**Document passage:**
*** Begin section ***

3 men are standing in front of an RFDS aircraft. Liane's father is on the right hand-side leaning against the plane. The image is in black and white.

Following in her father’s footsteps

Date published

21 Jul 2022

Western Queenslander Liane Spencer has a lifelong connection with The Flying Doctor, working as the Charleville Base Manager, metres away from the hangar that her father serviced RFDS aircrafts for more than 30 years.

Liane Spencer has blonde hair and is wearing a navy RFDS uniform smiling at the camera.

Liane grew up spending time in the Trans Australia Airline (TAA) hangar where her father, Gordon Fraser, worked as an ‘innovator’ servicing the planes that assist in many aeromedical rescues keeping rural Queenslanders safe and within reach of medical assistance.

“In dad’s days, engineering was officially outsourced to Trans Australia, meaning Gordon not only did the maintenance on the Fokker Friendships for TAA but also the Flying Doctor planes as well, often having to fly to remote locations to get the crew back in the air.

“He was however an RFDS man at heart, forming many strong friendships with the RFDS staff. So many of my early memories are spending time with him in the hangar, and him telling me about how much he enjoyed his time with the organisation and instilling in me his love of aircraft” Liane said.

*** End section ***

**Source information:**
*** Begin section ***

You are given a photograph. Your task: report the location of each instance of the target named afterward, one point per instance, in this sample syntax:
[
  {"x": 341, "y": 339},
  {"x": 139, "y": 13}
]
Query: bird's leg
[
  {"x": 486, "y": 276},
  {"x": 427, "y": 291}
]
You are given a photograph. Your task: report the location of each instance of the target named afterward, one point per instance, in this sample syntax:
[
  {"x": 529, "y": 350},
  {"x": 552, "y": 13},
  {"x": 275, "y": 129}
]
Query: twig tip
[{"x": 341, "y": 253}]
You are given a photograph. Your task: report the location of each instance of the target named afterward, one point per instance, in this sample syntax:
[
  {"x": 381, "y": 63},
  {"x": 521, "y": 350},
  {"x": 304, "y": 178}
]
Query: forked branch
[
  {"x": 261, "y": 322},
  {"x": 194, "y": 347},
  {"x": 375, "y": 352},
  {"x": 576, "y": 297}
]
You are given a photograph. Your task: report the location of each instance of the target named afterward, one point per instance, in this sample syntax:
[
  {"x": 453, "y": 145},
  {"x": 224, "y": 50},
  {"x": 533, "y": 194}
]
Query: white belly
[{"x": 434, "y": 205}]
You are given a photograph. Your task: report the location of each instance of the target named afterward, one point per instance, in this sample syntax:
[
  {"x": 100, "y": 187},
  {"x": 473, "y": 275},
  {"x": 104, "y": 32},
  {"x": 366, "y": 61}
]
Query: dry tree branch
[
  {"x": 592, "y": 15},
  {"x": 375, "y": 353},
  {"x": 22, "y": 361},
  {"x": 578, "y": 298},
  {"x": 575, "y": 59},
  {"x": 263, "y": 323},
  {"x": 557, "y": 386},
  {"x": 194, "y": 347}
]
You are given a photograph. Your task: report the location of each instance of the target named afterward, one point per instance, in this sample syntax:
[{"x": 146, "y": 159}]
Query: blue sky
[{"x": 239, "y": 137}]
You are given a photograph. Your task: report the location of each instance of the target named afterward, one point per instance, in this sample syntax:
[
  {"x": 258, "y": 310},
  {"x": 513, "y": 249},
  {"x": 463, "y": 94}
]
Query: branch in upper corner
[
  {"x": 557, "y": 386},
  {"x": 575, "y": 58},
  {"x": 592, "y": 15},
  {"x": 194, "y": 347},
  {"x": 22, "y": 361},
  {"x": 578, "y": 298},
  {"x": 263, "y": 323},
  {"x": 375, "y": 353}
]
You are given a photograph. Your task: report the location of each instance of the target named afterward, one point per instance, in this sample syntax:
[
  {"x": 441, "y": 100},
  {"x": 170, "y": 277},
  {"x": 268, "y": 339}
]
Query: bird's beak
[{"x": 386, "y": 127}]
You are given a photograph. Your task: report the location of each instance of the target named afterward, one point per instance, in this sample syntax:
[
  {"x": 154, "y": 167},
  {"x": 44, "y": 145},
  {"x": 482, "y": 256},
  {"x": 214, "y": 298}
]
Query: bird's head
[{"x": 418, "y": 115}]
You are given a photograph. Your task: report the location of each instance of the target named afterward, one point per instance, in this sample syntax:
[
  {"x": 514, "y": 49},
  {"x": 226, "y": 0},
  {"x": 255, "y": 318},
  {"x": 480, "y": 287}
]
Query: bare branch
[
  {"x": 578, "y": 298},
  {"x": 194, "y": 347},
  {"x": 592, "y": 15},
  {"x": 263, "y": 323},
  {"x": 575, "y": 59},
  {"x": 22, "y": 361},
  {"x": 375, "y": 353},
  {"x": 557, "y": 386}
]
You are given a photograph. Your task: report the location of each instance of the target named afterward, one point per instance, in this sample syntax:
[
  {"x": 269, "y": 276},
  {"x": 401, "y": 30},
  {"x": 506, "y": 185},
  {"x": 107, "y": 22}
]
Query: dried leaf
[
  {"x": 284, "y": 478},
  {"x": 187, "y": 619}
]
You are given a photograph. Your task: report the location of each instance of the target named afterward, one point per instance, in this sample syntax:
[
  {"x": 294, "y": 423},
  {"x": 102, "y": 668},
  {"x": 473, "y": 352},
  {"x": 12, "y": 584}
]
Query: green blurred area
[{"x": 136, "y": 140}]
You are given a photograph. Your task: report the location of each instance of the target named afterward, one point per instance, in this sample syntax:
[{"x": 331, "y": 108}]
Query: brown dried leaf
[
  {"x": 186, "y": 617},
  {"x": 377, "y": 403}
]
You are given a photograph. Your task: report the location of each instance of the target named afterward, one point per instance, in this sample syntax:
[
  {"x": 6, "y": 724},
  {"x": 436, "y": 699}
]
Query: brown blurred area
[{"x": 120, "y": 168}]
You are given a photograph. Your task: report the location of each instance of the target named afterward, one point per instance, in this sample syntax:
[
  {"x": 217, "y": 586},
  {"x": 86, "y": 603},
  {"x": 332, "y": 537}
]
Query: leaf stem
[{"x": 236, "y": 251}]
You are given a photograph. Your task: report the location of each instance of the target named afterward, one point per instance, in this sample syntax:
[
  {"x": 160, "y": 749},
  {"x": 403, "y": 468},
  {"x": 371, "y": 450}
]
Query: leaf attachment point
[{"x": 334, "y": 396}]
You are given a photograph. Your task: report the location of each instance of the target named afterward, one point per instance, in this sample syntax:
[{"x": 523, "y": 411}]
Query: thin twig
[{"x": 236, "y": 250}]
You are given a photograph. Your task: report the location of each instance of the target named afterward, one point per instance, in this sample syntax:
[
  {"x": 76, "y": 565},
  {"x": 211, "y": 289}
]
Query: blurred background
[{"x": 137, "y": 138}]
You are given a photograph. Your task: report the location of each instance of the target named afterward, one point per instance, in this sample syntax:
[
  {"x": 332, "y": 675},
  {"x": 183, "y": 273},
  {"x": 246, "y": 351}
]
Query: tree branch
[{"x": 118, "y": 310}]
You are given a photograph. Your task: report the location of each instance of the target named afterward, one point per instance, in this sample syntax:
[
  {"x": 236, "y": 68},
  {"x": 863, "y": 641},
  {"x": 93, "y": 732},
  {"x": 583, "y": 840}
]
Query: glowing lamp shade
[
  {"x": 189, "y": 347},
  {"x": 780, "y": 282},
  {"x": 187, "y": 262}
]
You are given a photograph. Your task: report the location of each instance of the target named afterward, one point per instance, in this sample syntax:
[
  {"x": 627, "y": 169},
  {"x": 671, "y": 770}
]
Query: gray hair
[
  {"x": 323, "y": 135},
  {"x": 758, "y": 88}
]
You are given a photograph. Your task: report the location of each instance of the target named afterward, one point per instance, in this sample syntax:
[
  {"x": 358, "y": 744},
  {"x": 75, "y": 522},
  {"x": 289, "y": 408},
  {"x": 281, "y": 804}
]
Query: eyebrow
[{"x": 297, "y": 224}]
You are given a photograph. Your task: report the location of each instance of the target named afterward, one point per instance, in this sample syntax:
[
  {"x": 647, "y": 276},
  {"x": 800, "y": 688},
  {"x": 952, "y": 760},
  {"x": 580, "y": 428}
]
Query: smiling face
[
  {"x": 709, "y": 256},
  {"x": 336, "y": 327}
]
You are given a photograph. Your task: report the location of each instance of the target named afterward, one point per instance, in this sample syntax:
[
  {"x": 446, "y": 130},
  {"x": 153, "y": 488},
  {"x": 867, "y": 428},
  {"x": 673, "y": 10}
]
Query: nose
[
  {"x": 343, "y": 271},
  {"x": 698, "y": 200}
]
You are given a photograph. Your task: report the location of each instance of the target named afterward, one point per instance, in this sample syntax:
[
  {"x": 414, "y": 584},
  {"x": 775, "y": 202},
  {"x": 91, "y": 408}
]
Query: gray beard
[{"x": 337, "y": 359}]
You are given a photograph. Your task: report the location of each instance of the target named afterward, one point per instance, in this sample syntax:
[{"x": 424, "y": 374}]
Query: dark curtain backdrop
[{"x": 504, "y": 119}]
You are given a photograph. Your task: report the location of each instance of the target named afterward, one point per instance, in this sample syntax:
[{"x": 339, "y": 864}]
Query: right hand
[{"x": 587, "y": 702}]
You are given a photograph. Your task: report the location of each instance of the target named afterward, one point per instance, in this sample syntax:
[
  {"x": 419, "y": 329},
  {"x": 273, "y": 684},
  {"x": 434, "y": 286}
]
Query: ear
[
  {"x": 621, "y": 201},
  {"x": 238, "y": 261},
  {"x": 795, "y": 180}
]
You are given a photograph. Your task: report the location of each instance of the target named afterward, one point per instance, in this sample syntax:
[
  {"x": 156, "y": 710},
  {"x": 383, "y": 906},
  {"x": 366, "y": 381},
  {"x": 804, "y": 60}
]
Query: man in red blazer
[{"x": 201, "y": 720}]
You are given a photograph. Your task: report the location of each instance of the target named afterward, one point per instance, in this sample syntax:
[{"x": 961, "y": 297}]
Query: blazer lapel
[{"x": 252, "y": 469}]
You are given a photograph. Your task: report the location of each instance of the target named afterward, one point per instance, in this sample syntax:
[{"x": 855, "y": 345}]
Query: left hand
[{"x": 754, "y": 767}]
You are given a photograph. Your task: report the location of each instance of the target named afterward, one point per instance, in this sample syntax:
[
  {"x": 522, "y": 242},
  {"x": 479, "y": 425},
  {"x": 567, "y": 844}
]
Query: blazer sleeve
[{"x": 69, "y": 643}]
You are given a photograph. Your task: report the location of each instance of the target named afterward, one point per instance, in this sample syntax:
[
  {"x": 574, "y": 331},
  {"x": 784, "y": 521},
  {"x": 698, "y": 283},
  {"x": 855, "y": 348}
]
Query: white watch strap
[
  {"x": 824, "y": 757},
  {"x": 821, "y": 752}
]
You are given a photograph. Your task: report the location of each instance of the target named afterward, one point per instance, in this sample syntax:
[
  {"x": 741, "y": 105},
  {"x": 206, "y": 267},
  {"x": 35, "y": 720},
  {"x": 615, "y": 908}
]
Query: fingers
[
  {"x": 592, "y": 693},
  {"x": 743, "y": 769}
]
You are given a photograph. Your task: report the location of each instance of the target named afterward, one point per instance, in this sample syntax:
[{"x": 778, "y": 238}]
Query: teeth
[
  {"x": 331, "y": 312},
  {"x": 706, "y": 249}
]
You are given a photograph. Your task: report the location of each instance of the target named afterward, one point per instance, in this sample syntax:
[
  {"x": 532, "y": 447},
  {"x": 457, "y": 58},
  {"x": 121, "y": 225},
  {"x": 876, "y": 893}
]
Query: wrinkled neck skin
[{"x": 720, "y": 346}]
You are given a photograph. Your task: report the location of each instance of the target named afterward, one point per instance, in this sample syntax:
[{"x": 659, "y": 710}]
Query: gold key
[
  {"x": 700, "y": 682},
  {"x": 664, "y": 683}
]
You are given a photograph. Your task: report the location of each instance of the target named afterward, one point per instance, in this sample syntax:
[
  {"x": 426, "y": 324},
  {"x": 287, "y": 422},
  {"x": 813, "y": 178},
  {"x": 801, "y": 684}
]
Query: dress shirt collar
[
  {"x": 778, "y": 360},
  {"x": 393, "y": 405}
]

*** End section ***

**Goal of the exercise:**
Answer these questions about the article on Liane Spencer, one line each:
(a) What position does Liane Spencer hold at Charleville?
(b) For how many years did her father service RFDS aircraft?
(c) Which aircraft did Gordon Fraser maintain for TAA in addition to the Flying Doctor planes?
The data are separate material, apart from the article about Liane Spencer.

**Result:**
(a) Charleville Base Manager
(b) More than 30 years
(c) The Fokker Friendships